EXTRAIT CITÉ:
----------

Nous avons d'autant moins d'objections à accepter cette proposition que, dans une autre circonstance, nous avons de nous-même choisi MM. Armand Marrast et Bastide pour prononcer comme jurés dans une cause où tous les faits avaient été dénaturés par le National. Nous agirons de même cette fois; nous nous en rapporterons entièrement à la Démocratie pacifique du soin de constituer comme elle l'entendra le jury d'honneur appelé à connaître de ces « témoignages et de ces noms qui, suivant elle, ne peuvent » étre livrés à la publicité du journalisme. »

Quand nous faisons cela, ce n'est pas que nous croyons nécessaire de nous faire délivrer un certificat d'indépendance et de désintéresssement par qui que ce soit; s'il est un journal qui puisse s'en passer auprès de ses lecteurs, assurément c'est la Presse; le motif qui nous détermine est tout autre ; ce que nous voulons prouver, c'est avec quelle légèreté le journalisme, qui s'attribue le monopole de l'indépendance et du désintéressement, et qui prétend à l'infaillibilité, accueille les plus odieuses calomnies. C'est une leçon que nous croyons utile de lui donner.

VI.

16 mars 1846.

La Démocratie pacifique voudrait bien échapper aux conséquences de l'articulation du fait qu'elle n'a pas craint d'avancer; nous la prévenons qu'elle n'y réussira pas, et que si, par des causes indépendantes de notre volonté, l'affaire dont il est ici question ne peut se vider par un arbitrage, elle se videra alors par un procès. C'est la Démocratie pacifique qui, pour échapper à une condamnation certaine, a proposé de constituer un jury d'honneur; c'est à elle à aplanir toutes les difficultés que pourra rencontrer la réalisation de son idée.

----------

DONNÉES ENREGISTRÉES:
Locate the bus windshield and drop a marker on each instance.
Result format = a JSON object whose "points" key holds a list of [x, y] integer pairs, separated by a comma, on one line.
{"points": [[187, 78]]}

----------

CONSIGNES DE TRAVAIL: Comment réécririez-vous plus brièvement le paragraphe de l'extrait qui commence par « Quand nous faisons cela », en conservant ses faits principaux ? Les données n'ont aucun lien avec l'extrait.

BONNE RÉPONSE: Nous ne cherchons à obtenir de personne un certificat d'indépendance et de désintéressement, car la Presse peut s'en passer auprès de ses lecteurs mieux que tout autre journal. Nous voulons montrer avec quelle légèreté le journalisme accueille les plus odieuses calomnies, alors qu'il s'attribue le monopole de l'indépendance et du désintéressement et prétend à l'infaillibilité. Nous jugeons utile de lui donner cette leçon.